Please copy each of the items below word for word, keeping every line and number unchanged.

* Supplied entries *
--------------------------------
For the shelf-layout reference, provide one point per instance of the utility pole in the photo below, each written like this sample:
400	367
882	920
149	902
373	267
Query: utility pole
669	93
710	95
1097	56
--------------------------------
* Completed task *
For the shelf-layout reference, provide one point per instance of the utility pole in the photo below, each written like this sample:
400	367
882	920
149	902
373	267
Query: utility pole
669	93
710	95
1097	56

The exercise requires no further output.